*** Dataset records
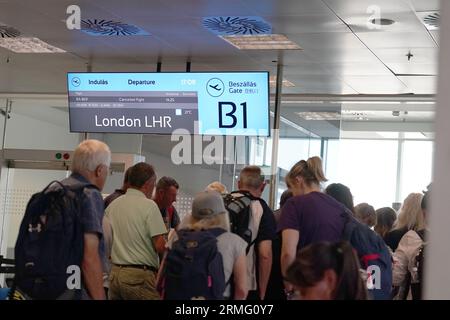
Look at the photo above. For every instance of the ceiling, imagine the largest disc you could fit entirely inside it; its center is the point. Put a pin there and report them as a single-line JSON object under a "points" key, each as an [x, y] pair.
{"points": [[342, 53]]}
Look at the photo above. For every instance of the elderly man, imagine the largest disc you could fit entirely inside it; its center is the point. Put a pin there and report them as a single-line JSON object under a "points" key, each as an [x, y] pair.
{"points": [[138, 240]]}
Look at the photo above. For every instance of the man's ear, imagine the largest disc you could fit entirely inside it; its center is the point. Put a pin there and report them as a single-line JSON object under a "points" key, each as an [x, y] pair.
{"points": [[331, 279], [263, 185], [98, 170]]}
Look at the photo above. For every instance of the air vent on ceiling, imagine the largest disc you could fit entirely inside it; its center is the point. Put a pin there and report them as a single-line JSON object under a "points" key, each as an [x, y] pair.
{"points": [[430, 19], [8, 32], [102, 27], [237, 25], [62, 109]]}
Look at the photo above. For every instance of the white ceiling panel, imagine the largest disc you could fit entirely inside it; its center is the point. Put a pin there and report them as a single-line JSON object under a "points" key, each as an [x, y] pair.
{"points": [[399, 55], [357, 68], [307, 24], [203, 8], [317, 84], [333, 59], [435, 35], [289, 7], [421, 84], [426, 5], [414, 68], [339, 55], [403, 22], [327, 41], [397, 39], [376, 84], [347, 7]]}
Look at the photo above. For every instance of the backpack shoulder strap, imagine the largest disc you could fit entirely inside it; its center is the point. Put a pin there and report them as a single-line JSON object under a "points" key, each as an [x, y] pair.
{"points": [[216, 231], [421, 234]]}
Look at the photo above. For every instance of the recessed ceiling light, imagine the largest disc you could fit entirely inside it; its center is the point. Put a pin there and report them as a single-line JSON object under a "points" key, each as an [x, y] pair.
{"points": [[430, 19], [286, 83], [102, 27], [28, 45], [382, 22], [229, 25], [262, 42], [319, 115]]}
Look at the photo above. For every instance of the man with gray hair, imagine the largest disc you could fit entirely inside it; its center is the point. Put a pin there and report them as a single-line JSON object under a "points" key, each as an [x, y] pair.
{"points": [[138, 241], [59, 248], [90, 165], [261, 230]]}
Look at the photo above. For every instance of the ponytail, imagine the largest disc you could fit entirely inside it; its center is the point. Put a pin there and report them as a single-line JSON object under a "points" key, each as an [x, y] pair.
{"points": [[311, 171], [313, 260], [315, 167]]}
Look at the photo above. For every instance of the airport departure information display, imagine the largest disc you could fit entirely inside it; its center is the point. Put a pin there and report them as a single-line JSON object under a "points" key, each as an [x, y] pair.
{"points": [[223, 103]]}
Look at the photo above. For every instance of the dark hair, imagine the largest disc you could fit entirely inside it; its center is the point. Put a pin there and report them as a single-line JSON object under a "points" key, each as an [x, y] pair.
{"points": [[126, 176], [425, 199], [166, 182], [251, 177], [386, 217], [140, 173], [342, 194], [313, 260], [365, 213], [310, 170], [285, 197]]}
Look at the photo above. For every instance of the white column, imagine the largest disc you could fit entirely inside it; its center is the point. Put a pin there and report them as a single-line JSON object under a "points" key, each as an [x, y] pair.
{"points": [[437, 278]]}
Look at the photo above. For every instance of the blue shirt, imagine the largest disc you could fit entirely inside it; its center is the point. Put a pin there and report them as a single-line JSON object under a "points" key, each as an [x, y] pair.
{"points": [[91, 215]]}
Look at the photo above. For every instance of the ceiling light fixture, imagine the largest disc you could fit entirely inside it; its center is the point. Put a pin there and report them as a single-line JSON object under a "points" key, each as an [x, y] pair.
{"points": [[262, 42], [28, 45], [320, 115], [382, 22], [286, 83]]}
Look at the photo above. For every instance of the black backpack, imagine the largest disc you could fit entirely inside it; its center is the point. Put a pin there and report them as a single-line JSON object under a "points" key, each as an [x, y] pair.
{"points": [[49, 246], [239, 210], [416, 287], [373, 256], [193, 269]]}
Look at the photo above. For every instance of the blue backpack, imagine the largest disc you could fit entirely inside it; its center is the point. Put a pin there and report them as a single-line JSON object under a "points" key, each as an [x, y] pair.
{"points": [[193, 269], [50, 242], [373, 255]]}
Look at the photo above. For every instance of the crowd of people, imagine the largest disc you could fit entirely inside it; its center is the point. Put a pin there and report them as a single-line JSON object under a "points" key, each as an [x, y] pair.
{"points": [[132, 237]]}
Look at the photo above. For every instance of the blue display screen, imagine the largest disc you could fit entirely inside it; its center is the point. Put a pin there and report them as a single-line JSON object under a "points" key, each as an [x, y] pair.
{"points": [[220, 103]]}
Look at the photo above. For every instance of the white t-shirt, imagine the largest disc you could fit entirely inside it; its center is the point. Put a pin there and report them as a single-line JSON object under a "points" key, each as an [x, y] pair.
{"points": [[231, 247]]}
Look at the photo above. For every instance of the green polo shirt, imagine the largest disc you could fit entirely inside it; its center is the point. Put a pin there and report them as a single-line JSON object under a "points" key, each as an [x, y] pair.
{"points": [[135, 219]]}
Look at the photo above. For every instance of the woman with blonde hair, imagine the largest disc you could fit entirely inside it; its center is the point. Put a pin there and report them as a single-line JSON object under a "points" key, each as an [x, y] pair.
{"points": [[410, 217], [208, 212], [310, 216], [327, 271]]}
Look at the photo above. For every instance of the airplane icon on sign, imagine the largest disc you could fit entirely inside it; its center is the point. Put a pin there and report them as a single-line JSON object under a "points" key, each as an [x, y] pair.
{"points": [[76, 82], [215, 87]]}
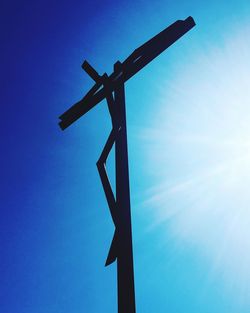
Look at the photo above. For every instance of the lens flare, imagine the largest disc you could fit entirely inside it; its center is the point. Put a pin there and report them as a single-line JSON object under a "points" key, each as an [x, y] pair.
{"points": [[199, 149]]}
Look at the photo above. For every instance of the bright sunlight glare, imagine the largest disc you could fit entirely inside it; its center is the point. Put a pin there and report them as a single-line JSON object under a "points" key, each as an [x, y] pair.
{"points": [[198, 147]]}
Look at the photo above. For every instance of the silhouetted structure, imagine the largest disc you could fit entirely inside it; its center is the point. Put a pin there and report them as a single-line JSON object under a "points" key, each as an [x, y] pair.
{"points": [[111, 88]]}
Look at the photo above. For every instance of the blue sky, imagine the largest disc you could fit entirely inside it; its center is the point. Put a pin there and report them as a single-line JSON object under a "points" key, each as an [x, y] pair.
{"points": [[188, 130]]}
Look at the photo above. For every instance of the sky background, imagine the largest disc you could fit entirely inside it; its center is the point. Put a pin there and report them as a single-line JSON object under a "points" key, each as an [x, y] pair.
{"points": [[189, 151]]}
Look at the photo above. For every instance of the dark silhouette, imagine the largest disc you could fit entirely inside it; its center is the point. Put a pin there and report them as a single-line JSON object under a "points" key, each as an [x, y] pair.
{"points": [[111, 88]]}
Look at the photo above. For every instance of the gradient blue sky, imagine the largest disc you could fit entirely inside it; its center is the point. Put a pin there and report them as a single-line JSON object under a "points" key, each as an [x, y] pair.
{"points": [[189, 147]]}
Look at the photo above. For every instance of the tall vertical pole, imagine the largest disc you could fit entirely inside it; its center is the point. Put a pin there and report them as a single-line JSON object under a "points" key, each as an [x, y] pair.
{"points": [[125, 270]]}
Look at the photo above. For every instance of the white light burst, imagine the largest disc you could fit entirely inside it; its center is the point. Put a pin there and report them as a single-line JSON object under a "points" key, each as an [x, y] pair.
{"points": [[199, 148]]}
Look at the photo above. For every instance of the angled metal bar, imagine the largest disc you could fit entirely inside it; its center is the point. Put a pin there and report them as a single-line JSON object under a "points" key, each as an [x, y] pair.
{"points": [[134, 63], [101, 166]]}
******
Except for the pictures, print the data above exactly.

Look at the photo above. For every instance of the ceiling, imagine the largest disc you could fit entirely inside it; its center is the point. Put a pin there and report them as a single-line JSON object under a "points" key, each as an [x, y] pair.
{"points": [[342, 53]]}
Look at the photo above. For every instance of the elderly man, imagine the largest disc you could fit entirely inside it; its center is the point. Put a pin there and report them as a single-line JSON object under a "points" key, each as an [x, y] pair.
{"points": [[138, 240]]}
Look at the photo above. For every instance of the man's ear, imagine the largest disc you could fit entirely inside it; its center is the point. Put a pin there and report them as a single-line JSON object under a "points" key, each as an [x, y] pair.
{"points": [[331, 279], [263, 185], [98, 170]]}
Look at the photo above. For every instance of the air vent on ceiling, imagine the largest disc you could fit entirely inside it; its center is the point. Put a pin there and report them as a single-line JSON object under a "points" key, each as an [x, y] pair.
{"points": [[430, 19], [8, 32], [102, 27], [237, 25], [62, 109]]}
Look at the photo above. For every instance of the white ceiling panel, imagine the largest disc you could fit entirely inside it; its center is the point. Put a pin there and report them as a single-line JSON object under a "points" key, each as an [x, y] pair.
{"points": [[399, 55], [357, 68], [307, 24], [203, 8], [317, 84], [333, 59], [435, 35], [289, 7], [421, 84], [426, 5], [414, 68], [339, 55], [403, 22], [327, 41], [397, 39], [376, 84], [347, 7]]}
Look at the photo above. For every instance of the backpack shoulder strap, imagine the largest disc you could fit entirely inside it; its center is the point. Put a pin there and report them as a single-line JSON object under a "points" key, each as an [x, y] pair.
{"points": [[216, 231], [421, 234]]}
Look at the photo above. For every instance of the recessed ceiling light, imagine the largest disc you could fit entirely inside it; its center is the point. Put a pin there and report them as a single-line JSON object under a "points" key, each as an [x, y] pair.
{"points": [[430, 19], [286, 83], [102, 27], [28, 45], [382, 22], [229, 25], [262, 42], [319, 115]]}
Look at the photo above. For every instance of the man with gray hair, imagine the largest disc you could fit entirely inside it; its center is the point. Put a pin there and report them as a single-line JSON object under a "points" key, each as an [x, y] pair.
{"points": [[138, 241], [59, 248], [90, 165], [261, 230]]}
Look at the photo above. For every instance of the ponytail, imagine the largest disc you could fit entirely inside it; its center is the point. Put a pin there and report them as a single-line JSON object under a "points" key, each as an [x, y] pair.
{"points": [[311, 171], [313, 260], [315, 167]]}
Look at the photo above. For every instance of the airport departure information display, imagine the largest disc you could fit entirely inside it; its center is the point. Put a pin there and report them as a single-line JSON object under a "points" key, each as an [x, y] pair.
{"points": [[223, 103]]}
Look at the photo above. For every instance of the dark hair, imagine the largest disc you could fit entirely inside it; its center is the point. Put a pin there and report them as a single-line JSON object under a "points" key, each as an [x, y] pair.
{"points": [[126, 176], [425, 199], [166, 182], [251, 177], [386, 217], [140, 173], [342, 194], [313, 260], [365, 213], [310, 170], [285, 197]]}
Look at the photo above. For every instance of the white column, imagine the largest disc you could fit entirely inside it; its center is the point. Put a pin there and report them as a single-line JSON object under a "points" key, each as an [x, y] pair.
{"points": [[437, 278]]}
Look at the photo above. For every instance of the blue shirt, imagine the largest disc you could fit entirely inside it; its center is the point. Put a pin there and report them as a single-line JSON object under a "points" key, each as an [x, y] pair.
{"points": [[91, 215]]}
Look at the photo above. For every instance of the ceiling light fixture, imagine the largest disc you could fit entirely inside it; its center is the point. Put a pin there and report them as a single-line JSON object under a "points" key, each as an [x, y] pair.
{"points": [[262, 42], [28, 45], [320, 115], [382, 22], [286, 83]]}
Look at the photo above. For every instance of the black backpack, imagine the largest disc you could fit entirely inside it; its center is the point. Put a pin there and report them as a single-line JSON object under a "points" key, each as an [x, y] pair.
{"points": [[49, 246], [239, 210], [416, 287], [373, 256], [193, 269]]}
Look at the photo above. For every instance of the blue backpack, imagine the largest disc you could fit entirely inside it; its center is the point. Put a pin there and report them as a single-line JSON object under a "points" key, each as an [x, y] pair.
{"points": [[193, 269], [50, 242], [373, 255]]}
Look at the photo above. For every instance of the crowd of people, imagine the largest disc you could fit entirely inside it; its center is the point. Put a pin there and report them as a single-line JSON object under a "points" key, each as an [x, y] pair.
{"points": [[132, 237]]}
Look at the photo above. For every instance of the blue display screen, imagine the largest disc you could fit entirely inside it; its center is the point. Put a pin there and report them as a single-line JSON object under a "points" key, each as an [x, y] pair.
{"points": [[220, 103]]}
Look at the photo above. For every instance of the white t-shirt, imagine the largest disc you could fit entirely inside it; its center is the point. Put a pin there and report them as a single-line JSON object under a "points" key, each as an [x, y] pair.
{"points": [[231, 247]]}
Look at the photo above. For every instance of the green polo shirt, imagine the largest disc you could fit entirely inside it; its center is the point. Put a pin there and report them as a single-line JSON object under a "points" key, each as an [x, y] pair.
{"points": [[135, 219]]}
Look at the photo above. For every instance of the woman with blonde hair, imagine the largest disc you could fit entirely inside it; its center is the point. Put a pin there and report them as a single-line JSON object under a "points" key, each as an [x, y] pair.
{"points": [[410, 217], [208, 212], [310, 216], [327, 271]]}
Look at the photo above. For every instance of the airplane icon on sign, imagine the largest disc you could fit entirely inside it; its center is the point. Put a pin there and report them as a single-line JSON object under a "points" key, each as an [x, y] pair.
{"points": [[76, 82], [215, 87]]}
Look at the photo above. For every instance of the lens flare, imagine the largest disc you could fit entirely inside it; its center is the point. Put a pin there and report them as a single-line JSON object under a "points" key, each as an [x, y] pair.
{"points": [[199, 149]]}
Look at the photo above. For every instance of the bright sunlight glare, imagine the largest disc you could fit entirely inside it; its center is the point. Put a pin there and report them as a single-line JSON object under a "points" key, each as an [x, y] pair.
{"points": [[198, 147]]}
Look at the photo above. For every instance of the silhouetted structure, imagine the largest disc you could fit entirely inside it; its center is the point. Put a pin there and report them as a single-line JSON object under a "points" key, each as an [x, y] pair.
{"points": [[111, 88]]}
Look at the photo above. For every instance of the blue sky, imagine the largest disc you could fit entirely inside it; its center is the point. Put a pin there and report them as a single-line JSON object under a "points" key, each as an [x, y] pair.
{"points": [[188, 130]]}
Look at the photo above. For every instance of the sky background, imagine the largest disc you could fit entirely inside it; its center is the point. Put a pin there and report them as a single-line JSON object under a "points" key, each as an [x, y] pair.
{"points": [[189, 151]]}
Look at the photo above. For every instance of the dark silhouette, imagine the largest disc you could fit entirely inside it; its center is the point. Put a pin there and report them as a single-line JSON object under a "points" key, each as an [x, y] pair.
{"points": [[111, 88]]}
Look at the photo above. For every instance of the gradient blue sky, imagine the largest disc you could fit entirely inside it; its center is the point. Put a pin there and report them as a single-line JSON object under a "points" key, each as an [x, y] pair.
{"points": [[189, 147]]}
Look at the photo above. For every instance of the tall vertical pole, imagine the largest disc you could fit entirely inside it; its center is the point. Put a pin there and report them as a single-line JSON object under a "points" key, each as an [x, y] pair.
{"points": [[125, 270]]}
Look at the photo above. For every instance of the white light burst, imagine the largest disc you could fit entirely inside it; its center is the point. Put a pin there and report them as a single-line JSON object under a "points" key, each as an [x, y] pair.
{"points": [[199, 148]]}
Look at the photo above. For every instance of the angled metal bar, imagine the largest disc you could fit entirely inside it; its center is the point. Put a pin there and report them as a single-line JSON object under a "points" key, each as an [x, y] pair.
{"points": [[134, 63], [101, 166]]}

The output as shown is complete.